* [文章]:
-------------------------
CDir *dir = dn->get_dir(); // dir是"test"的CDir
CInode *diri = dir->get_inode(); // diri是"test"的CInode
rdlocks.insert(&diri->authlock); // 将"test"的CInode的authlock加入rdlocks
// 去获取锁,由于有锁未获取到,所以直接返回
if (!mds->locker->acquire_locks(mdr, rdlocks, wrlocks, xlocks))
return;
......
}
Server::rdlock_path_xlock_dentry
该函数具体做的事如下
1,获取"a"的CDentry
2,填充rdlocks、wrlocks、xlocks
rdlocks:"a"的CDentry中的lock
"/"、"test"的CInode的snaplocks(从根到父目录)
wrlocks:"test"的CInode的filelock和nestlock
xlocks:"a"的CDentry中的lock(simplelock)
代码如下
CDentry* Server::rdlock_path_xlock_dentry(MDRequestRef& mdr, int n, set<SimpleLock*>& rdlocks, set<SimpleLock*>& wrlocks, set<SimpleLock*>& xlocks,
bool okexist, bool mustexist, bool alwaysxlock, file_layout_t **layout)
{ // n = 0, rdlocks, wrlocks, xlocks都为空,okexist = mustexist = alwaysxlock = false,layout = 0
const filepath& refpath = n ? mdr->get_filepath2() : mdr->get_filepath(); // refpath = path: path.ino = 0x10000000001, path.path = "a"
client_t client = mdr->get_client();
CDir *dir = traverse_to_auth_dir(mdr, mdr->dn[n], refpath); // 获取"test"的CDir
CInode *diri = dir->get_inode(); // 获取"test"的CInode
std::string_view dname = refpath.last_dentry(); // dname = "a"
-------------------------
* [数据摘录]:
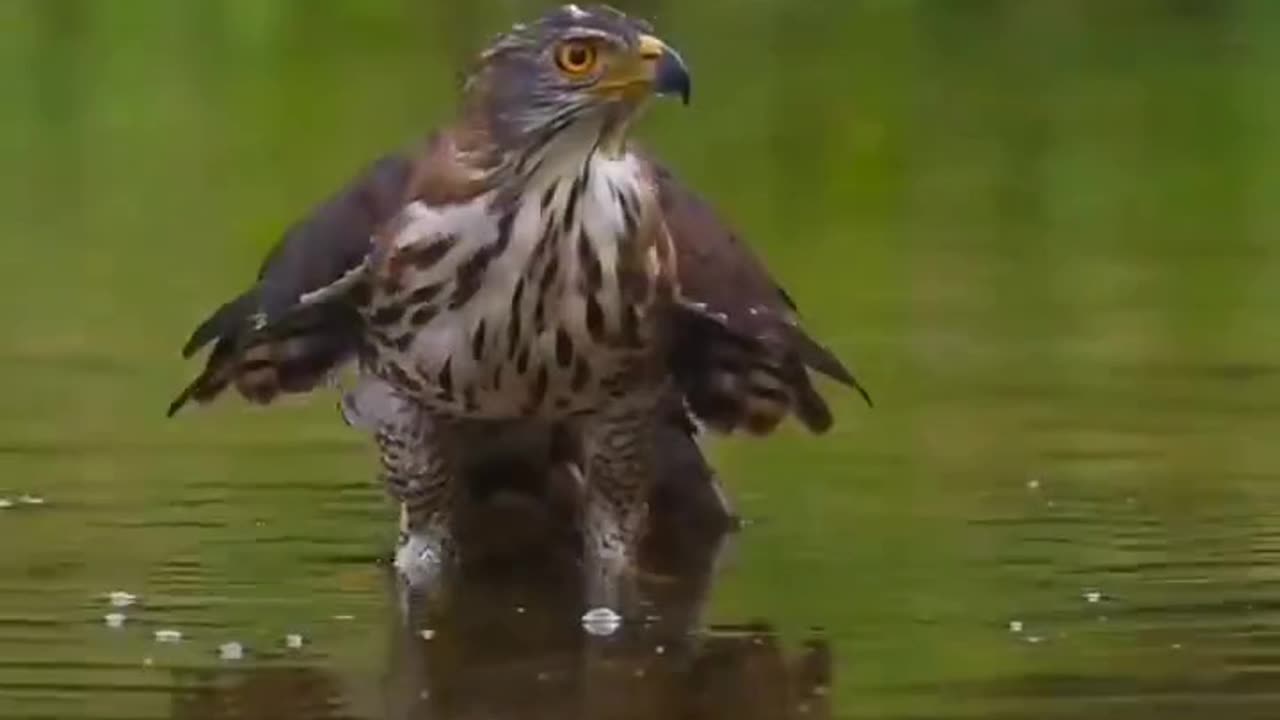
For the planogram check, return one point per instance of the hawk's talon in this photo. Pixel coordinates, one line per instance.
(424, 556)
-------------------------
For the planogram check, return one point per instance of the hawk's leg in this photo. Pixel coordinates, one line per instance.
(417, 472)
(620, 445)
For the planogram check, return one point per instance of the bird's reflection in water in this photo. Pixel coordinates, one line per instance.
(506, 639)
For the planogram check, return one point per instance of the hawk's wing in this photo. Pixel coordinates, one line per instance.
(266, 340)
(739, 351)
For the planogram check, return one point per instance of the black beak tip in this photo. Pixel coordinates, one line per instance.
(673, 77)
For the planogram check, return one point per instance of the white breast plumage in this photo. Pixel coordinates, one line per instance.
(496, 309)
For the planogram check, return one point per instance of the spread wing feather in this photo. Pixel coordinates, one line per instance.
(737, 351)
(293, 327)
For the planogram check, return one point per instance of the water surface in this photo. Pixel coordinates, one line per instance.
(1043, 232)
-------------------------
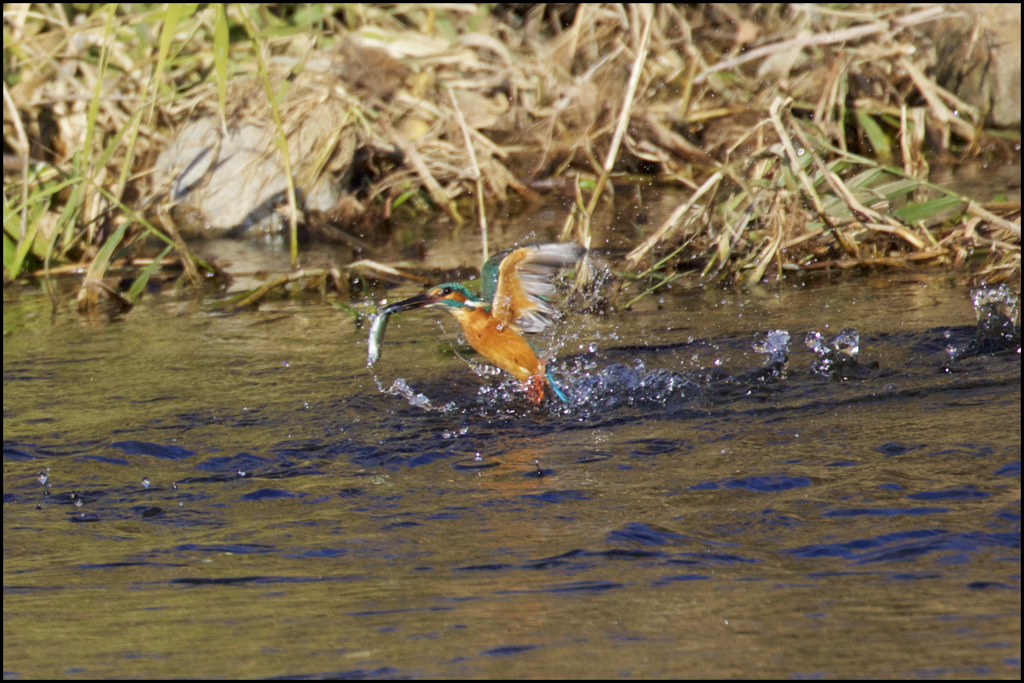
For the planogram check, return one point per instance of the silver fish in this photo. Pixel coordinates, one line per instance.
-------------------------
* [待办事项]:
A: 根据文章,rdlock_path_xlock_dentry函数往wrlocks里放入了哪些锁?
B: 请把这篇讲解rdlock_path_xlock_dentry函数的文章接着写下去。
这些清单与文章内容没有关系。

* [预期结果]:
A: "test"的CInode的filelock和nestlock。

B:
CDentry *dn;
if (mustexist) { ...... // mustexist = false
} else {
dn = prepare_null_dentry(mdr, dir, dname, okexist); // 获取“a”的CDentry
if (!dn)
return 0;
}
mdr->dn[n].push_back(dn); // n = 0, 即mdr->dn[0][0] = dn;
CDentry::linkage_t *dnl = dn->get_linkage(client, mdr); // dnl中的remote_ino = 0 && inode = 0
mdr->in[n] = dnl->get_inode(); // mdr->in[0] = 0
// -- lock --
for (int i=0; i<(int)mdr->dn[n].size(); i++) // (int)mdr->dn[n].size() = 1
rdlocks.insert(&mdr->dn[n][i]->lock); // 将"a"的CDentry中的lock放入rdlocks
if (alwaysxlock || dnl->is_null()) // dnl->is_null()为真
xlocks.insert(&dn->lock); // new dn, xlock,将"a"的CDentry中的lock放入xlocks
else ......
// 下面是将"test"的CDir中的CInode的filelock和nestlock都放入wrlocks
wrlocks.insert(&dn->get_dir()->inode->filelock); // also, wrlock on dir mtime
wrlocks.insert(&dn->get_dir()->inode->nestlock); // also, wrlock on dir mtime
if (layout) ......
else
mds->locker->include_snap_rdlocks(rdlocks, dn->get_dir()->inode); // 将路径上的CInode的snaplock全放入rdlocks中,即从"test"到“/”
return dn;
}
在prepare_null_dentry函数中会新生成"a"的CDentry,代码如下
CDentry* Server::prepare_null_dentry(MDRequestRef& mdr, CDir *dir, std::string_view dname, bool okexist)
{ // dir是"test"的CDir,dname = "a"
// does it already exist?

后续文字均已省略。